EXERCISE DATA:
════════════════════
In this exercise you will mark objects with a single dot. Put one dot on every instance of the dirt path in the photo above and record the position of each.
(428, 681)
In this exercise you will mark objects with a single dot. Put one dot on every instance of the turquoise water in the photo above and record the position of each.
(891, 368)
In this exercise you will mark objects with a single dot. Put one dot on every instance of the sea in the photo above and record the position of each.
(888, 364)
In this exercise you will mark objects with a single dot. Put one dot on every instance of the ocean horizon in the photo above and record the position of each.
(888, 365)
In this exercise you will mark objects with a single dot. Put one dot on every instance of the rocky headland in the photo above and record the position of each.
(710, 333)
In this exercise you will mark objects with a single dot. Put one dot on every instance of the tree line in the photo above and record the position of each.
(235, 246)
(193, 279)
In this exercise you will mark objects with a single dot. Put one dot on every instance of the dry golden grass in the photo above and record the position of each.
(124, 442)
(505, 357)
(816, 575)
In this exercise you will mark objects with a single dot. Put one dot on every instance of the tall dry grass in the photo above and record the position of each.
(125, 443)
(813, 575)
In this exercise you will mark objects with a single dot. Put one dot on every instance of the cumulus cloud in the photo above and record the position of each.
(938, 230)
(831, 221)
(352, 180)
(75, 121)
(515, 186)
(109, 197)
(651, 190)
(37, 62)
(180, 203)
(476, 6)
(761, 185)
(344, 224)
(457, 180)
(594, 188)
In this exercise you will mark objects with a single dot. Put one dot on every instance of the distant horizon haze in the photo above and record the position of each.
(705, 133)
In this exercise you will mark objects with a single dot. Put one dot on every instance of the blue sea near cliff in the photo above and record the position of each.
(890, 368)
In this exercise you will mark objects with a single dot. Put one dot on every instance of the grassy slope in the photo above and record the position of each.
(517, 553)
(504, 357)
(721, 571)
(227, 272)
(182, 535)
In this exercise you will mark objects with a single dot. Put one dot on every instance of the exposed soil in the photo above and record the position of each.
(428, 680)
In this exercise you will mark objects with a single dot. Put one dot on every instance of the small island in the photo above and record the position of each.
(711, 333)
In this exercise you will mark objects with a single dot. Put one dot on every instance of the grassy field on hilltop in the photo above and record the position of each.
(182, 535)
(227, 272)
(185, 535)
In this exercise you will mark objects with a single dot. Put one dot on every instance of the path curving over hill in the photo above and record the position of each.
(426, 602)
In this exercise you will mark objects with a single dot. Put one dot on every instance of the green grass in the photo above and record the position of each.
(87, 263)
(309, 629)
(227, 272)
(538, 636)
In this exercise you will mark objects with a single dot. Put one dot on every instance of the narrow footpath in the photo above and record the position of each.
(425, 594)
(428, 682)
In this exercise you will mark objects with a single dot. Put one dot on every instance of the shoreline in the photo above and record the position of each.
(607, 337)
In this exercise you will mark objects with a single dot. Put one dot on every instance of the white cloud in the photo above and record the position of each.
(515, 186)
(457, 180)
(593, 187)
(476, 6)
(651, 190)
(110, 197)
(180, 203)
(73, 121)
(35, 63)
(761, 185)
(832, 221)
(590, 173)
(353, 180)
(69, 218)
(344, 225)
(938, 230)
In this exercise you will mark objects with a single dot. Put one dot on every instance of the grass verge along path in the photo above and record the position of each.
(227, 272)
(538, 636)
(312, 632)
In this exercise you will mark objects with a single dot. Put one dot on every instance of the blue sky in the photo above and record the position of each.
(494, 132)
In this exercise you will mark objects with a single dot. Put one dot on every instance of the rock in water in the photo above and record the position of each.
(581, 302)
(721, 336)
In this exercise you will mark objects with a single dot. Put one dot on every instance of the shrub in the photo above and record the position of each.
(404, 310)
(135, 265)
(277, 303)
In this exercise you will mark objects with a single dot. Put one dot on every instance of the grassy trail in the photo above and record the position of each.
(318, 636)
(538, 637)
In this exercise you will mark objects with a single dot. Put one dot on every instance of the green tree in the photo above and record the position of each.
════════════════════
TASK REQUIREMENTS:
Repeat the listing above exactly, line for line.

TASK SOLUTION:
In this exercise you will mark objects with a single dot. Put one dot on every instance of the dirt path in the photo above and record the position of each.
(428, 681)
In this exercise you will mark objects with a single dot. Put one dot on every instance of the turquoise water in the photo above and record the position of each.
(891, 368)
In this exercise you will mark objects with a single dot. Put one dot on every instance of the sea in the photo above and record the position of each.
(888, 364)
In this exercise you will mark objects with a single dot. Put one dot on every instance of the ocean horizon in the photo above and record the position of each.
(888, 365)
In this exercise you will mark objects with a single dot. Put one dot on every instance of the rocky headland in the photo above and record the position of each.
(710, 333)
In this exercise you will mark objects with a single dot. Put one dot on every instance of the tree line in the photo above and record the position of each.
(235, 246)
(193, 279)
In this exercise you will mark objects with a single dot. Put one dot on every instance of the dry golden grass in the photo above and record the position of each.
(124, 442)
(505, 357)
(816, 575)
In this exercise you will mark objects with a single dot. Put one dot on every instance of the tall dry grass in the photo above and record the position of each.
(125, 443)
(813, 575)
In this exercise you will mark objects with a single dot. Put one dot on every instance of the cumulus cloud in the photo above and record the position of each.
(938, 230)
(831, 221)
(352, 180)
(75, 121)
(515, 186)
(109, 197)
(651, 190)
(37, 62)
(180, 203)
(476, 6)
(761, 185)
(344, 224)
(457, 180)
(594, 188)
In this exercise you will mark objects with a single dot. Put one dot on every instance of the distant horizon haze in the photo above and record the position of each.
(705, 133)
In this exercise you will mark objects with a single dot. Put one dot on every instance of the blue sea near cliff in the photo above and record the position of each.
(890, 368)
In this exercise you will mark objects with a single dot. Put one dot on every instance of the grassy slope in the photo above and record the position of each.
(517, 553)
(504, 357)
(721, 571)
(227, 272)
(182, 535)
In this exercise you will mark objects with a single dot. Put one dot on every instance of the exposed soil in the photo above and record the position of each.
(428, 680)
In this exercise you will mark objects with a single dot. Put one dot on every instance of the small island in the photo above and record the position of each.
(711, 333)
In this exercise you will mark objects with a single dot. Put one dot on every instance of the grassy field on hilltop in the photo above and record the position of each.
(182, 535)
(227, 272)
(185, 535)
In this exercise you will mark objects with a single dot. Put one dot on every instance of the path curving over hill in the photo above and record the position of each.
(426, 602)
In this exercise you will mark objects with a single dot. Put one dot on every instance of the green grass in the photo above and record the position of each.
(87, 263)
(309, 629)
(227, 272)
(538, 636)
In this exercise you will mark objects with a single dot. Put one dot on every instance of the narrow footpath in the photo above and record the position of each.
(425, 594)
(428, 682)
In this exercise you will mark objects with a single dot. Put one dot on every instance of the shoreline in the photo above and record the position of each.
(607, 337)
In this exercise you will mark objects with a single dot. Put one dot on every instance of the white cloud in the photo above and record the position of each.
(515, 186)
(457, 180)
(593, 187)
(476, 6)
(651, 190)
(110, 197)
(180, 203)
(73, 121)
(35, 63)
(761, 185)
(832, 221)
(590, 173)
(353, 180)
(69, 218)
(344, 225)
(938, 230)
In this exercise you will mark objects with a single dot. Put one dot on every instance of the grass verge along path in the photo above and record the position of each.
(227, 272)
(538, 636)
(312, 632)
In this exercise you will mark objects with a single dot. Put one dot on every instance of the blue sky in the photo above and record the position of each.
(494, 132)
In this exercise you will mark objects with a single dot. Put one dot on every instance of the rock in water in the photo above and record the position of each.
(581, 302)
(721, 336)
In this exercise you will mark objects with a single dot. Put one dot on every instance of the shrub in the photo above and record the position of each.
(404, 310)
(135, 265)
(277, 303)
In this exercise you will mark objects with a single dot. Put one dot on every instance of the grassy trail in the photo above and record the position of each.
(318, 636)
(538, 637)
In this exercise you will mark objects with a single dot. Put one dot on every instance of the green tree in the photo above and record the position of each.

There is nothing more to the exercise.